> **TEXTO FUENTE**
══════════════════════════════
Resulta claro que las nuevas élites se encuentran mucho menos orgánicamente
ligadas al resto de la sociedad, en la que ven usuarios más que trabajadores.
De allí la tendencia estructural al desempleo, que se compensa con la difusión
de un sistema de subsidios (tipo renta básica universal) que permita mantener
viva la demanda.
Pero, además, este
dualismo social no se limita a registrar la distancia entre los que tienen y
los que no tienen, sino que incorpora esencialmente el contraste entre los que
saben y los que no saben. Y aquí saber no se refiere a las calidades y
destrezas indispensables "para ganarse la vida", sino, sobre todo, al
conocimiento de los valores ordenadores de esa misma vida, lo que implica qué
pensar sobre las diferencias sexuales, la familia, el valor de la vida
personal, la identidad cultural, etc.
Por eso las élites
progresistas pueden llegar a ser, psicológica o físicamente, tan despiadadas.
Como observa Delsol "lo que importa es el carácter irresistible de esta
transformación, ya bien percibido por Tocqueville. Dentro del paso de un estado
a otro hay una fuerza en marcha cuya procedencia y justificación se ignoran,
fuerza anónima, sin actor que tire de los hilos, comparable al espíritu de
Hegel. De ahí el descrédito que se arroja sobre los contornos del arraigo. La
Ilustración es un juicio de la historia, ya que atestigua un progreso
irrevocable y definitivo El que se interpone en el camino no combate a un
adversario común, un hombre, un pensamiento, un ejército; se niega al destino
mismo, hiere la historia, insulta al tiempo".
EN NOMBRE DEL
ARRAIGO
En otro momento y
lugar hemos intentado esclarecer el concepto contemporáneo de populismo,
término que en nuestro tiempo parece servir tanto para un barrido como para un
fregado, alcanzando niveles de equivocidad solo comparables a los logrados
previamente por los vocablos democracia y socialismo, aunque, a diferencia de
ellos, atrayendo sobre sí una intención invariablemente denigratoria.
En ese empeño,
distinguimos lo que llamamos Populismo I, particularmente apreciable en
Latinoamérica, y que podría definirse como un estatismo distribucionista, y
quisimos distinguirlo nítidamente del proceso que hoy recorre Europa y que
suele ser similarmente rotulado, pero que se caracteriza en cambio, por un
fuerte antiburocratismo, una tendencia al libre mercado "hacia
adentro" y un manifiesto reclamo de solidificación de las fronteras. Este
es el Populismo II, cuyas afinidades con una serie de pulsiones propias del
Partido Republicano de Estados Unidos y de su presente avatar, el trumpismo,
son evidentes. Oportunamente hemos expresado nuestros motivos para preferir, en
este caso, la designación de tales movimientos como derechas identitarias o
derechas populares, cuya agenda -como puede observarse- difiere marcadamente de
los clásicos populismos latinoamericanos. En estos, últimamente, se registra,
en cambio, una convergencia con la agenda cultural progresista.
══════════════════════════════
> **DATOS RECOPILADOS**
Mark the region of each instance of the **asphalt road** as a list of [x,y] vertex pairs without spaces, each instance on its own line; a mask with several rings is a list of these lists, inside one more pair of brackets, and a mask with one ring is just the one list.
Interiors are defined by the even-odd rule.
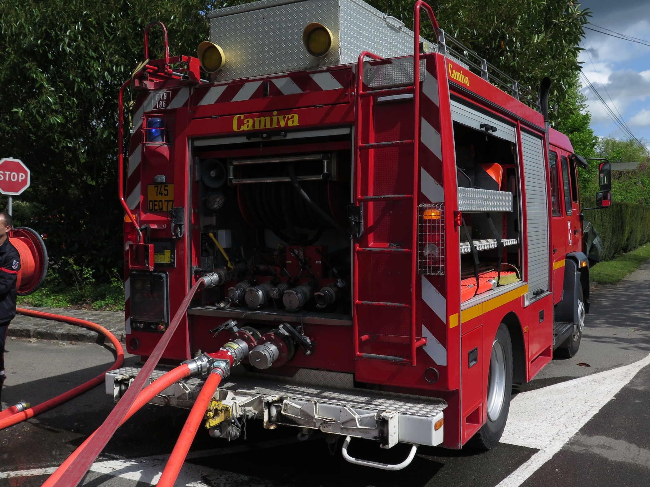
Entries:
[[[513,391],[502,443],[477,454],[421,447],[400,472],[357,467],[318,439],[250,423],[246,439],[227,443],[201,431],[177,486],[548,487],[650,485],[650,263],[621,284],[592,295],[580,350],[554,360]],[[90,343],[10,340],[3,399],[46,400],[101,373],[110,349]],[[134,362],[135,357],[127,358]],[[0,487],[40,486],[107,416],[97,388],[57,409],[0,431]],[[185,413],[148,406],[118,430],[83,485],[155,484]],[[391,461],[408,448],[355,445],[350,453]]]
══════════════════════════════
> **TAREAS PENDIENTES**
• A. Traduce al inglés esta oración del texto sobre las élites y el populismo: "Por eso las élites progresistas pueden llegar a ser, psicológica o físicamente, tan despiadadas."
• B. Prolonga el texto sobre las élites y el populismo a partir de su última oración.

> **RESPUESTAS**
• A. That is why progressive elites can become so ruthless, psychologically or physically.

• B.
Ahora bien, dada
esta convergencia -o, más bien, subalternación- en este trabajo reservaremos el
término a su categoría II, que es la que realmente inquieta, a nuestro juicio,
a la élite global, a su ideología cada vez más explícita y a su tendencia a
cancelar el debate politico real, sustituyéndolo por lo que Piccone llamaba
"negatividades artificiales" (4). Este populismo expresa la reacción
contra el gran designio de dominación progresista. Es "el que se
interpone". De ahí su carácter básicamente reactivo , que alimenta su
fuerza y, al propio tiempo, determina sus límites.
¿En nombre de qué
valor básico el nuevo populismo reacciona? Ya lo ha mentado Delsol: en nombre
del arraigo. La historia contemporanea se define así como una gigantesca
pulseada entre éste y la "emancipación" (liberación, desalienación,
etc.).
Ahora bien: las
resistencias que opone la voluntad de arraigo, y que podían ser fácilmente
subestimadas décadas atrás como supervivencias de un mundo condenado a perimir,
han recibido recientemente la fuerza de las oportunidades abiertas por las
nuevas tecnologías de la información y la comunicación. No es que éstas
determinen, pero sí lo es que hacen posible una reafirmación de las realidades
de la descentralización y de la identidad local, erosionadas en el período
moderno propiamente dicho.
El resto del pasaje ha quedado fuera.